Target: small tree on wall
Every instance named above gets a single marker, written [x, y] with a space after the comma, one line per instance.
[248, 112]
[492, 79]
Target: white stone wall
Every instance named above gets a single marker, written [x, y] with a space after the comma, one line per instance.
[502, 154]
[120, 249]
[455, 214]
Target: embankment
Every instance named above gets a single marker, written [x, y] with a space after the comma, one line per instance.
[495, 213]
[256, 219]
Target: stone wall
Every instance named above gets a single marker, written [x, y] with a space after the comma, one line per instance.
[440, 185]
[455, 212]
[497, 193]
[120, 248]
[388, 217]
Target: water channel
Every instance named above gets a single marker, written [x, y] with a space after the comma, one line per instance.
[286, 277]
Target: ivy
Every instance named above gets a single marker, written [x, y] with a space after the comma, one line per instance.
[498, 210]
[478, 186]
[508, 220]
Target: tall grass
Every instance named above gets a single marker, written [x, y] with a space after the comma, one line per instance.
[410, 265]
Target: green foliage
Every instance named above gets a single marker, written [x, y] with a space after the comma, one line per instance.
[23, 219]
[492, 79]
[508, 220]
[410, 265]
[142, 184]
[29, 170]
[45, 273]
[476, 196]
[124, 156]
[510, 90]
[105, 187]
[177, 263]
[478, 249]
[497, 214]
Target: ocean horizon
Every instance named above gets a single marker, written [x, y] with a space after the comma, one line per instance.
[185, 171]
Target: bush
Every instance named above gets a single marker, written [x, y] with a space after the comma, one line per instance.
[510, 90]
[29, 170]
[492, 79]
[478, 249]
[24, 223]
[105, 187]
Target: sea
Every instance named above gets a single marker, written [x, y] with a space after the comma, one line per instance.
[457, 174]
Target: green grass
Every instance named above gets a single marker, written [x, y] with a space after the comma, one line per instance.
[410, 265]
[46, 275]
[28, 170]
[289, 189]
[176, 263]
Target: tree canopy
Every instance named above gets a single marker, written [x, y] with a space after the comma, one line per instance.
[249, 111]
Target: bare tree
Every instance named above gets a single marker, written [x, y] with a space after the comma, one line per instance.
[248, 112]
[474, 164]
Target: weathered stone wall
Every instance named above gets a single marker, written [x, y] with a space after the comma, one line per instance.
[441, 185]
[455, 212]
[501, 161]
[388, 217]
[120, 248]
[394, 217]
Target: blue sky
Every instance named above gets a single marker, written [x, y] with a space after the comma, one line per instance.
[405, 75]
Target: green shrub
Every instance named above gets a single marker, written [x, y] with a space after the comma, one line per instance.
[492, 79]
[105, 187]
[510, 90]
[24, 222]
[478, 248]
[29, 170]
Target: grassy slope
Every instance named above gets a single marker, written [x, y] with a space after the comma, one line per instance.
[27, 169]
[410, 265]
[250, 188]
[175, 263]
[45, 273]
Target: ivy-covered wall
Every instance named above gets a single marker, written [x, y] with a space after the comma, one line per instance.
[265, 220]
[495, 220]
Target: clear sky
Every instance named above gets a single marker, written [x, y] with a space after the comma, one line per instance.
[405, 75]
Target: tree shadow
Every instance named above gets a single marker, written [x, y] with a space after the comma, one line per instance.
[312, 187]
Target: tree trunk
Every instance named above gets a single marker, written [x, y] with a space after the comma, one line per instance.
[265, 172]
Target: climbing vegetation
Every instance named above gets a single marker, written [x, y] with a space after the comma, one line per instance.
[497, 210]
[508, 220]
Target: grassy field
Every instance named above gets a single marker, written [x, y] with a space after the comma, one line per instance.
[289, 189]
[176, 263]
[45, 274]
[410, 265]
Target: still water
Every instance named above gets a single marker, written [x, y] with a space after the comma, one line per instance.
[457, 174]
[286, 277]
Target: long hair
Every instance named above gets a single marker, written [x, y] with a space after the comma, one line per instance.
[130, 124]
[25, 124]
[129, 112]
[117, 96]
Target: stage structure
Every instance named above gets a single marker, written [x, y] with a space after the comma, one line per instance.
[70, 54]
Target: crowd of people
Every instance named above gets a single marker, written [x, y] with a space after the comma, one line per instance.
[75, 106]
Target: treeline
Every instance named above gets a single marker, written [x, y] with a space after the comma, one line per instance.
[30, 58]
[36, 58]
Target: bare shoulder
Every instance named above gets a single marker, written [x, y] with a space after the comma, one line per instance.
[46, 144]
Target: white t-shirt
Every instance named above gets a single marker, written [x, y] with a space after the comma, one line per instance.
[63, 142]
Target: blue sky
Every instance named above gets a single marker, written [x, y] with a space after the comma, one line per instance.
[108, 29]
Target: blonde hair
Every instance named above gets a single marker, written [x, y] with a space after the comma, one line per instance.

The exercise ▸
Rewrite all of the material above, replacing "single marker" with "single point" everywhere and leaving everything else unchanged.

Final result ▸
Target: small tree on wall
Every instance named above gets a single point, written [x, y] with a space after the comma, one line per instance.
[248, 112]
[492, 79]
Target: white stone wall
Every instance named above gets a single point, written [x, y] with a space after the comma, one line per instance.
[502, 154]
[120, 249]
[455, 214]
Target: embankment
Every instance named above gets a single point, written [x, y] with a space after the comma, one line per instance.
[495, 213]
[256, 219]
Target: stone wall
Every instance named above gets a single point, written [x, y] with a space after the comma, one line per instance.
[440, 185]
[455, 212]
[497, 193]
[120, 248]
[388, 217]
Target: water channel
Every instance named above gets a single point, written [x, y] with a space after the comma, one line per instance.
[286, 277]
Target: ivy
Every instance named above gets a single point, written [x, y] with a space after the comma, one line per instance.
[498, 210]
[478, 186]
[508, 220]
Target: tall grass
Every instance named above gets a single point, written [x, y] with a space after the comma, one line per instance.
[410, 265]
Target: green foliage
Every instance named above gets a single point, written [x, y] with a space after the comma, one line per instance.
[23, 219]
[492, 79]
[508, 220]
[410, 265]
[142, 184]
[29, 170]
[45, 273]
[476, 196]
[124, 156]
[510, 90]
[105, 187]
[177, 263]
[478, 249]
[497, 214]
Target: ocean horizon
Every instance named above gets a single point, written [x, y] with a space after the comma, one line per instance.
[185, 171]
Target: bush
Every instance named above gets a single point, written [x, y] with a space after the comma, one line per instance.
[510, 90]
[29, 170]
[492, 79]
[478, 249]
[24, 223]
[105, 187]
Target: sea
Every instance named above gets a single point, written [x, y] with a space after the comma, one line per instance.
[457, 174]
Target: green grass
Every instance named above gets a single point, written [x, y] with a space after the comma, one line per instance.
[410, 265]
[46, 275]
[28, 170]
[289, 189]
[176, 263]
Target: tree canopy
Every instance named above gets a single point, written [x, y] with a space after the comma, one line per instance.
[249, 111]
Target: bare tree
Every instance named above gets a single point, written [x, y] with a space after the comma, one line per instance.
[248, 112]
[474, 164]
Target: weathered stone wall
Every instance named above gets a single point, written [x, y] with a space after the comma, one line per instance.
[441, 185]
[455, 212]
[501, 161]
[388, 217]
[120, 248]
[394, 217]
Target: blue sky
Every instance named above gets a single point, written [x, y] with a space after the comma, one line per instance.
[405, 75]
Target: green shrub
Every instance named above gets a single point, written [x, y] with a space after the comma, one line per instance.
[492, 79]
[105, 187]
[510, 90]
[24, 222]
[478, 248]
[29, 170]
Target: grassy slope
Every instance named above gets a single point, written [x, y] with a space after the comma, one line per instance.
[27, 169]
[410, 265]
[250, 188]
[175, 263]
[45, 273]
Target: ivy-covered wall
Every instance named above gets a single point, written [x, y] with a space after the comma, one line per instance.
[265, 220]
[495, 220]
Target: clear sky
Every instance named above gets a single point, written [x, y] with a space after the comma, one line per instance.
[405, 75]
Target: tree shadow
Every instance named above gets a single point, written [x, y] with a space after the comma, one line per instance.
[312, 187]
Target: tree trunk
Every instance named above gets a single point, written [x, y] with a space after the comma, one line per instance.
[265, 172]
Target: climbing vegetation
Every instance named above gets a single point, written [x, y] with a space after the comma, one line per instance.
[497, 210]
[508, 220]
Target: grassy field
Every instance named above gets a single point, written [x, y] with a space after the comma, one line per instance.
[289, 189]
[176, 263]
[45, 274]
[410, 265]
Target: still water
Every instance named above gets a single point, written [x, y] with a space after the comma, one line per instance.
[457, 174]
[286, 277]
Target: long hair
Every instance named above gets a single point, written [x, y] with a space after the comma, one line per instance.
[130, 124]
[25, 124]
[129, 112]
[117, 96]
Target: stage structure
Every instance named above gets a single point, written [x, y] with a space after the comma, one line per instance.
[70, 54]
Target: crowd of people
Every instance named above gets a single point, written [x, y] with a space after the comma, one line per instance.
[75, 106]
Target: treeline
Every instance named above gets a single point, written [x, y] with a space after the comma, one line per instance.
[30, 58]
[36, 58]
Target: bare shoulder
Every instance named above gets a single point, written [x, y] with a space after the comma, one line per instance.
[46, 144]
Target: white t-shirt
Every instance named above gets a single point, written [x, y] with a space after the comma, one line per instance.
[63, 142]
Target: blue sky
Every instance named above gets a single point, written [x, y] with a space after the comma, one line per instance.
[108, 29]
Target: blonde hair
Every instance named above gets a single point, written [x, y] with a space after the comma, one line per instance.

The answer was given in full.